--- start of Exercise data ---

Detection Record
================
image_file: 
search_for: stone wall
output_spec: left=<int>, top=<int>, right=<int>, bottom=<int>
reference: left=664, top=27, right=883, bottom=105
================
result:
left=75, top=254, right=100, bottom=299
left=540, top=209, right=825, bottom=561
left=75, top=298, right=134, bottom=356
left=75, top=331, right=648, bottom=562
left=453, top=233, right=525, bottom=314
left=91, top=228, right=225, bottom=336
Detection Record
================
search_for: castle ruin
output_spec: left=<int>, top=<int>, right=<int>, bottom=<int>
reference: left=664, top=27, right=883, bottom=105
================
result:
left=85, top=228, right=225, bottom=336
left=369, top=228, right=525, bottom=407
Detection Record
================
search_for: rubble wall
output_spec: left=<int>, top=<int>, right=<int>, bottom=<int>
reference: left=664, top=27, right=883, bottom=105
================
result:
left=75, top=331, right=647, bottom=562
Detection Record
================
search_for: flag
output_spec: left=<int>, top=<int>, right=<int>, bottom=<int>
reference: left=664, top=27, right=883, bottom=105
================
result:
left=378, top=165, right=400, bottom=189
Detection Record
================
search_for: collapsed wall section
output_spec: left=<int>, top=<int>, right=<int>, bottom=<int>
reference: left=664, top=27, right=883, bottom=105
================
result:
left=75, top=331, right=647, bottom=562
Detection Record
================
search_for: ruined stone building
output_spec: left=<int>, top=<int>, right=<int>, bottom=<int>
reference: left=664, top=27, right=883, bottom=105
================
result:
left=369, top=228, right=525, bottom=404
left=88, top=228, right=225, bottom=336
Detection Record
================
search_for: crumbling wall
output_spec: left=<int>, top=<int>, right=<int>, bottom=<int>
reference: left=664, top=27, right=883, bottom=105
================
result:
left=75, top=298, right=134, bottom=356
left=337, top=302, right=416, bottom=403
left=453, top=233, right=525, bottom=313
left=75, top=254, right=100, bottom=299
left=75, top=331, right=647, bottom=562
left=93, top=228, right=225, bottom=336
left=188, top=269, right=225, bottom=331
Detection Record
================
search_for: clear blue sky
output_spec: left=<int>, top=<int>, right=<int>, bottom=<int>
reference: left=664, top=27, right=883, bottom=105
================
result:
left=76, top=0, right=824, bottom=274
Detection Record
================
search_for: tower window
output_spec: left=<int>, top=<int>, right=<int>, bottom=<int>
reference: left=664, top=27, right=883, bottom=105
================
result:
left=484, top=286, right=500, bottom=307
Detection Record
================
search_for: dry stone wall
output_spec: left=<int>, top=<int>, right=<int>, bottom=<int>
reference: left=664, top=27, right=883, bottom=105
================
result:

--- end of Exercise data ---

▸ To be done: Please extract every one of the rows above and reproduce each line word for word, with nothing altered or left out.

▸ Problem solution:
Detection Record
================
image_file: 
search_for: stone wall
output_spec: left=<int>, top=<int>, right=<int>, bottom=<int>
reference: left=664, top=27, right=883, bottom=105
================
result:
left=75, top=254, right=100, bottom=299
left=540, top=209, right=825, bottom=561
left=75, top=298, right=134, bottom=356
left=75, top=331, right=648, bottom=562
left=453, top=233, right=525, bottom=314
left=91, top=228, right=225, bottom=336
Detection Record
================
search_for: castle ruin
output_spec: left=<int>, top=<int>, right=<int>, bottom=<int>
reference: left=664, top=27, right=883, bottom=105
================
result:
left=85, top=228, right=225, bottom=336
left=369, top=228, right=525, bottom=407
Detection Record
================
search_for: rubble wall
output_spec: left=<int>, top=<int>, right=<int>, bottom=<int>
reference: left=664, top=27, right=883, bottom=105
================
result:
left=75, top=331, right=647, bottom=562
Detection Record
================
search_for: flag
output_spec: left=<int>, top=<int>, right=<int>, bottom=<int>
reference: left=664, top=27, right=883, bottom=105
================
result:
left=378, top=165, right=400, bottom=189
Detection Record
================
search_for: collapsed wall section
output_spec: left=<int>, top=<int>, right=<int>, bottom=<int>
reference: left=664, top=27, right=883, bottom=105
================
result:
left=75, top=331, right=647, bottom=562
Detection Record
================
search_for: ruined stone building
output_spec: left=<int>, top=<int>, right=<int>, bottom=<int>
reference: left=664, top=27, right=883, bottom=105
================
result:
left=369, top=228, right=525, bottom=404
left=88, top=228, right=225, bottom=336
Detection Record
================
search_for: crumbling wall
output_spec: left=<int>, top=<int>, right=<int>, bottom=<int>
reference: left=664, top=27, right=883, bottom=105
================
result:
left=75, top=298, right=134, bottom=356
left=337, top=302, right=416, bottom=403
left=453, top=233, right=525, bottom=313
left=75, top=254, right=100, bottom=299
left=75, top=331, right=647, bottom=562
left=93, top=228, right=225, bottom=336
left=188, top=269, right=225, bottom=331
Detection Record
================
search_for: clear blue sky
output_spec: left=<int>, top=<int>, right=<int>, bottom=<int>
reference: left=664, top=27, right=883, bottom=105
================
result:
left=76, top=0, right=824, bottom=274
Detection Record
================
search_for: tower window
output_spec: left=<int>, top=<int>, right=<int>, bottom=<int>
reference: left=664, top=27, right=883, bottom=105
================
result:
left=484, top=286, right=500, bottom=307
Detection Record
================
search_for: dry stone wall
output_spec: left=<int>, top=<int>, right=<int>, bottom=<int>
reference: left=664, top=27, right=883, bottom=105
================
result:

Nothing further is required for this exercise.